TASK PROMPT: Locate each line in the items below that contains the word "floral", and copy those lines in order.

Dataset rows:
%%

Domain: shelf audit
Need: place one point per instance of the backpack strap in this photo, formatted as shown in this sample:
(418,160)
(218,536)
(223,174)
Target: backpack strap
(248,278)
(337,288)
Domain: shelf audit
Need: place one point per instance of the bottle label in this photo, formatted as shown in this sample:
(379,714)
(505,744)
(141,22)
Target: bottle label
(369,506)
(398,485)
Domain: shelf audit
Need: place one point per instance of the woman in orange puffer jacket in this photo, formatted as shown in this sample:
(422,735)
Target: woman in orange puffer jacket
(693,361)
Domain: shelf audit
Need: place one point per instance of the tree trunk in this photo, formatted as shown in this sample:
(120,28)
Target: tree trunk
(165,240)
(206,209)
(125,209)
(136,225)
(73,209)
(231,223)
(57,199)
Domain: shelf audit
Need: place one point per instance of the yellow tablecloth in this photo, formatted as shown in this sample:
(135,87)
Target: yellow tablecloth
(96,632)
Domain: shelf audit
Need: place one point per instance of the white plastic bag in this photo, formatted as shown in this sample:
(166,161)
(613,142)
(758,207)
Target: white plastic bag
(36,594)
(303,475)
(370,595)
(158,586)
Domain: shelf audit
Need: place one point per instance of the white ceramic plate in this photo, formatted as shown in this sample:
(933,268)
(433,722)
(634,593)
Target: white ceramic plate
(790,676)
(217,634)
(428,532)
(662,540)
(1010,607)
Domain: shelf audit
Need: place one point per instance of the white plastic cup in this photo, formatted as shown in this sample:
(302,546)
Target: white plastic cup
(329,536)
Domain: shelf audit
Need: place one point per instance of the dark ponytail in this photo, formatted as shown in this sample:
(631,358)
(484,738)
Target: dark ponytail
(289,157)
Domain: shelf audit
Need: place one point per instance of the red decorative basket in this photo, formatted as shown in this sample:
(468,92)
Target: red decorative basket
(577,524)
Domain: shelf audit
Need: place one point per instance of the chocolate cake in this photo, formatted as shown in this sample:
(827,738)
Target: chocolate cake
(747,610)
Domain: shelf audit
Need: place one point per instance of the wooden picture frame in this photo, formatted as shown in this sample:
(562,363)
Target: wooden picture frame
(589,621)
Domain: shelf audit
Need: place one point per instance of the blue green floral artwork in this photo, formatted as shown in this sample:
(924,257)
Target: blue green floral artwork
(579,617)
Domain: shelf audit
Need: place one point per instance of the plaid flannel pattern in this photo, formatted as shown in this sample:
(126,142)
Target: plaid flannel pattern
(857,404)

%%

WRITTEN RESPONSE:
Need: place one point per instance of the blue green floral artwork in this photo, formatted as shown in this sample:
Target: blue green floral artwork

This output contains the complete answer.